(Records from a collection)
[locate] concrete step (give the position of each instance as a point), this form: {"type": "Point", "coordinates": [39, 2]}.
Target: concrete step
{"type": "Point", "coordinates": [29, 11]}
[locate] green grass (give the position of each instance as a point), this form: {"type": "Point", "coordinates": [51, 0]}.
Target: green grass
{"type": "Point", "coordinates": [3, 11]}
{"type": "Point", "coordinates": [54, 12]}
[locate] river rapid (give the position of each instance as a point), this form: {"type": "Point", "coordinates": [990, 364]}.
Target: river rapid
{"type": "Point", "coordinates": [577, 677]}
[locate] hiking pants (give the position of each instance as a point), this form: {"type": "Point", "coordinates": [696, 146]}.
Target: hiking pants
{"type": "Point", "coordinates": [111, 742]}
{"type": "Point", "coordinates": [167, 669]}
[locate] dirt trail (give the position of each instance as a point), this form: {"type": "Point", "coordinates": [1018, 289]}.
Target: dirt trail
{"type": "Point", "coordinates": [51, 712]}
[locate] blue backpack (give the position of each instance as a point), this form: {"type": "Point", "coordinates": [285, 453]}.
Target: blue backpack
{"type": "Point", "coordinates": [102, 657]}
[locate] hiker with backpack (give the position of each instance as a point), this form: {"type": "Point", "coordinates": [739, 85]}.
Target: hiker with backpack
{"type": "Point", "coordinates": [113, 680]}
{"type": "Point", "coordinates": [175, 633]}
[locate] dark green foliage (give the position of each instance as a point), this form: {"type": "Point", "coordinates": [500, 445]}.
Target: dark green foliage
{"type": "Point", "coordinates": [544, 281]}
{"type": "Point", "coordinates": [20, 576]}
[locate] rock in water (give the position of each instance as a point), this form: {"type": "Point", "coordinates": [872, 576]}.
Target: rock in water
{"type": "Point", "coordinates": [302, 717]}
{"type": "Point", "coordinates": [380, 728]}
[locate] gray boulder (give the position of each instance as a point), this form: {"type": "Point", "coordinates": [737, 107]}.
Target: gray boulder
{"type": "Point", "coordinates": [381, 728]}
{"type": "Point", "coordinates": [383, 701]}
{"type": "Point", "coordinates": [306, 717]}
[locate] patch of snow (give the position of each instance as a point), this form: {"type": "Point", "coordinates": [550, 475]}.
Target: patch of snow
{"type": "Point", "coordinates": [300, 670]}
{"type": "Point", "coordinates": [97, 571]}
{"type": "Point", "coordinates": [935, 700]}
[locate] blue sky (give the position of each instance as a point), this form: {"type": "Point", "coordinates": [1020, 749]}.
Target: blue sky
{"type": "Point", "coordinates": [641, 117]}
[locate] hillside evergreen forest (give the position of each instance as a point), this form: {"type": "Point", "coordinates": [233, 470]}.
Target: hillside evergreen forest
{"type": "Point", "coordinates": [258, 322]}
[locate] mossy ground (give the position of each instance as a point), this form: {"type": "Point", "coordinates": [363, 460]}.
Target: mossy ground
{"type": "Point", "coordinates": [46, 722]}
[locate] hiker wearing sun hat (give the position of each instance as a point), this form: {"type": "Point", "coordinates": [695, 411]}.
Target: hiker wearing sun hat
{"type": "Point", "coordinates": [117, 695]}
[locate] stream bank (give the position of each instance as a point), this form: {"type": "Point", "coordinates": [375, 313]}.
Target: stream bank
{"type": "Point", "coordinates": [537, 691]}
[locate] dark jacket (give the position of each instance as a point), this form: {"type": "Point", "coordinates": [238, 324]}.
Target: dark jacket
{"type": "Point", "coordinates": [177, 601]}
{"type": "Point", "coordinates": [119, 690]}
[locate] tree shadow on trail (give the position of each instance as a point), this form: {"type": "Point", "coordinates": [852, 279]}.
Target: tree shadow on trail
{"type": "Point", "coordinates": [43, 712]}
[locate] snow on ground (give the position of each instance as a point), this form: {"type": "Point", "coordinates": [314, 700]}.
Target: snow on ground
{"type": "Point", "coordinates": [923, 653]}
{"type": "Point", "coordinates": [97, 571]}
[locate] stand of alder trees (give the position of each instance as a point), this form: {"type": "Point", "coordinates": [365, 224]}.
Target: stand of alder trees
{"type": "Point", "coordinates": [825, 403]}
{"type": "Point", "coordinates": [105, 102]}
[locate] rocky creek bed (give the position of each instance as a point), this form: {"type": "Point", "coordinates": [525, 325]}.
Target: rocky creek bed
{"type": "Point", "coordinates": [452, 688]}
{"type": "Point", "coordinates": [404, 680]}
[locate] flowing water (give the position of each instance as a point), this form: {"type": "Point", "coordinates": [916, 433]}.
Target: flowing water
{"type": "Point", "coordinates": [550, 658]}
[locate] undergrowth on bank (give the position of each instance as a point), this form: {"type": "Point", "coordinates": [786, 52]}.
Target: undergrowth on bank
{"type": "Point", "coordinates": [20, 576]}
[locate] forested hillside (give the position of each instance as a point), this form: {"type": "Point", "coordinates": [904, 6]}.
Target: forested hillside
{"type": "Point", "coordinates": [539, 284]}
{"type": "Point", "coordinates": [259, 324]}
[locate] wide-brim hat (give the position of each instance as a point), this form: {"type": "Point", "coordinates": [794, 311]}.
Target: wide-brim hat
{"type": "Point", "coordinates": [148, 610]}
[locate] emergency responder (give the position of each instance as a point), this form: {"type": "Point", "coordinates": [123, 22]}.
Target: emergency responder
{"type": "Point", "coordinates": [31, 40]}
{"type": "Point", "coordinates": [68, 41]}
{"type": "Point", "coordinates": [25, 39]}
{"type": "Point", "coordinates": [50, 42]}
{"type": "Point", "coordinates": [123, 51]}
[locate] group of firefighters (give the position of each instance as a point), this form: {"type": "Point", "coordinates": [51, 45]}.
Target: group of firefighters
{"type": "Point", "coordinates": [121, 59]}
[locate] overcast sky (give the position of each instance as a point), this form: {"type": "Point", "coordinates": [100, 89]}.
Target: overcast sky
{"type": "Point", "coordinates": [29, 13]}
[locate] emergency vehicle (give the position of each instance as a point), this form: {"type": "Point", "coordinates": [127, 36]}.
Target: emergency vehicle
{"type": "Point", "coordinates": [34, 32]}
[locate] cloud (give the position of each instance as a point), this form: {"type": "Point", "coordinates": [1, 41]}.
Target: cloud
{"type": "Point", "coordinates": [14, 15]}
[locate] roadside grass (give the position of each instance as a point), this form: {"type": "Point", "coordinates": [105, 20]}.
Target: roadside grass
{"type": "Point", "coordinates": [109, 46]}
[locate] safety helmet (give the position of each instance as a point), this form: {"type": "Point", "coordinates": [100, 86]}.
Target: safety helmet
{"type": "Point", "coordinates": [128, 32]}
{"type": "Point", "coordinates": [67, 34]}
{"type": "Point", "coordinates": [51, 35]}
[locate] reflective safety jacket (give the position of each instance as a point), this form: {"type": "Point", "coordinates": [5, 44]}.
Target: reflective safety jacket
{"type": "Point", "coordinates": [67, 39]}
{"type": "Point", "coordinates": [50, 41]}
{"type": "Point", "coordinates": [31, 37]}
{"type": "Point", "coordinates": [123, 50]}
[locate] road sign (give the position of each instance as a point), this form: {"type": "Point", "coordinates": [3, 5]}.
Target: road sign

**Prompt:** Your task is to print the whole listing again exactly.

**Written answer:**
[locate] concrete step (give the position of each instance as a point), this form: {"type": "Point", "coordinates": [39, 2]}.
Target: concrete step
{"type": "Point", "coordinates": [29, 11]}
[locate] green grass (give the position of each instance as a point), this form: {"type": "Point", "coordinates": [51, 0]}.
Target: green grass
{"type": "Point", "coordinates": [3, 11]}
{"type": "Point", "coordinates": [54, 12]}
[locate] river rapid (give the position of each instance as a point), this form: {"type": "Point", "coordinates": [990, 364]}.
Target: river rapid
{"type": "Point", "coordinates": [577, 677]}
[locate] hiking pants (give the position of each instance as a point), this form: {"type": "Point", "coordinates": [696, 146]}.
Target: hiking pants
{"type": "Point", "coordinates": [111, 742]}
{"type": "Point", "coordinates": [167, 669]}
[locate] dirt trail (give the position of each instance as a point), this form: {"type": "Point", "coordinates": [1018, 289]}.
Target: dirt trail
{"type": "Point", "coordinates": [51, 712]}
[locate] blue backpack (give the position of each instance as a point), this form: {"type": "Point", "coordinates": [285, 453]}.
Target: blue backpack
{"type": "Point", "coordinates": [102, 657]}
[locate] hiker with backpack (give the position of each instance as a point), this form: {"type": "Point", "coordinates": [739, 85]}.
Target: hiker with backpack
{"type": "Point", "coordinates": [113, 680]}
{"type": "Point", "coordinates": [175, 633]}
[locate] dark green foliage (give the position of each instance as a point), this form: {"type": "Point", "coordinates": [500, 445]}.
Target: dark green foliage
{"type": "Point", "coordinates": [544, 281]}
{"type": "Point", "coordinates": [20, 576]}
[locate] rock in water (give the position of each instance as a point), this form: {"type": "Point", "coordinates": [872, 576]}.
Target: rock in water
{"type": "Point", "coordinates": [302, 717]}
{"type": "Point", "coordinates": [380, 728]}
[locate] gray boulder (give the position of each instance as a point), this form: {"type": "Point", "coordinates": [737, 107]}.
Target: gray boulder
{"type": "Point", "coordinates": [381, 728]}
{"type": "Point", "coordinates": [383, 701]}
{"type": "Point", "coordinates": [306, 717]}
[locate] patch of snow (give the position of each instance as a point), this form: {"type": "Point", "coordinates": [550, 475]}.
Target: patch of snow
{"type": "Point", "coordinates": [300, 670]}
{"type": "Point", "coordinates": [97, 571]}
{"type": "Point", "coordinates": [935, 700]}
[locate] blue sky (give the position of each instance as a point), this form: {"type": "Point", "coordinates": [1020, 749]}.
Target: blue sky
{"type": "Point", "coordinates": [641, 117]}
[locate] hillside evergreen forest (give the position of each instance as a point), this form: {"type": "Point", "coordinates": [233, 470]}.
Target: hillside evergreen forest
{"type": "Point", "coordinates": [258, 322]}
[locate] mossy ground (give the position of each instance as a point), this form: {"type": "Point", "coordinates": [363, 460]}.
Target: mossy ground
{"type": "Point", "coordinates": [46, 722]}
[locate] hiker wearing sun hat (give the position of each instance as a point), this form: {"type": "Point", "coordinates": [695, 411]}.
Target: hiker wearing sun hat
{"type": "Point", "coordinates": [117, 695]}
[locate] stream bank (give the position of each instance as a point), this form: {"type": "Point", "coordinates": [375, 313]}.
Target: stream bank
{"type": "Point", "coordinates": [537, 691]}
[locate] dark jacket (give the position of each instance as a point), this form: {"type": "Point", "coordinates": [238, 324]}.
Target: dark jacket
{"type": "Point", "coordinates": [177, 601]}
{"type": "Point", "coordinates": [119, 690]}
[locate] tree shadow on trail (give the position of each instance as a point), this form: {"type": "Point", "coordinates": [852, 279]}.
Target: tree shadow on trail
{"type": "Point", "coordinates": [43, 712]}
[locate] snow on ground (give the position of each instance as a point), this form: {"type": "Point", "coordinates": [314, 700]}.
Target: snow on ground
{"type": "Point", "coordinates": [923, 653]}
{"type": "Point", "coordinates": [97, 571]}
[locate] stand of alder trees (give the position of each instance as a point), this form: {"type": "Point", "coordinates": [365, 224]}.
Target: stand of alder trees
{"type": "Point", "coordinates": [825, 403]}
{"type": "Point", "coordinates": [105, 102]}
[locate] rocky creek bed (give the position of each instance as a point), this form: {"type": "Point", "coordinates": [525, 325]}.
Target: rocky creek bed
{"type": "Point", "coordinates": [452, 688]}
{"type": "Point", "coordinates": [404, 680]}
[locate] flowing water (give the position of each instance as a point), this form: {"type": "Point", "coordinates": [916, 433]}.
Target: flowing water
{"type": "Point", "coordinates": [550, 658]}
[locate] undergrowth on bank (give the position of each instance as a point), this form: {"type": "Point", "coordinates": [786, 52]}.
Target: undergrowth on bank
{"type": "Point", "coordinates": [20, 576]}
[locate] forested hillside (give the position of each instance as a point), this form: {"type": "Point", "coordinates": [904, 6]}.
Target: forested hillside
{"type": "Point", "coordinates": [539, 284]}
{"type": "Point", "coordinates": [259, 324]}
[locate] wide-brim hat (give the position of each instance as a point), this form: {"type": "Point", "coordinates": [794, 311]}.
Target: wide-brim hat
{"type": "Point", "coordinates": [148, 610]}
[locate] emergency responder (give the position of each instance as a point), this form: {"type": "Point", "coordinates": [123, 22]}.
Target: emergency responder
{"type": "Point", "coordinates": [31, 40]}
{"type": "Point", "coordinates": [68, 41]}
{"type": "Point", "coordinates": [25, 39]}
{"type": "Point", "coordinates": [50, 42]}
{"type": "Point", "coordinates": [123, 51]}
[locate] group of firefighters (give the position of each instance as a point), this form: {"type": "Point", "coordinates": [51, 45]}.
Target: group of firefighters
{"type": "Point", "coordinates": [121, 59]}
[locate] overcast sky (give the position of each instance as a point), this form: {"type": "Point", "coordinates": [100, 89]}.
Target: overcast sky
{"type": "Point", "coordinates": [29, 13]}
[locate] emergency vehicle (give the position of each instance as a point), this form: {"type": "Point", "coordinates": [127, 36]}.
Target: emergency vehicle
{"type": "Point", "coordinates": [34, 32]}
[locate] cloud (give the position of each instance as a point), this form: {"type": "Point", "coordinates": [1, 41]}.
Target: cloud
{"type": "Point", "coordinates": [14, 15]}
[locate] roadside grass (give the position of each instance as a point), this form: {"type": "Point", "coordinates": [105, 20]}.
Target: roadside grass
{"type": "Point", "coordinates": [109, 46]}
[locate] safety helmet (give the position of each instance as a point), this form: {"type": "Point", "coordinates": [100, 86]}.
Target: safety helmet
{"type": "Point", "coordinates": [128, 32]}
{"type": "Point", "coordinates": [67, 34]}
{"type": "Point", "coordinates": [51, 35]}
[locate] reflective safety jacket (give the position of each instance as a point), this form: {"type": "Point", "coordinates": [5, 44]}.
Target: reflective safety jacket
{"type": "Point", "coordinates": [67, 39]}
{"type": "Point", "coordinates": [50, 41]}
{"type": "Point", "coordinates": [31, 37]}
{"type": "Point", "coordinates": [123, 50]}
[locate] road sign (give the position of each instance as a point), this form: {"type": "Point", "coordinates": [3, 5]}.
Target: road sign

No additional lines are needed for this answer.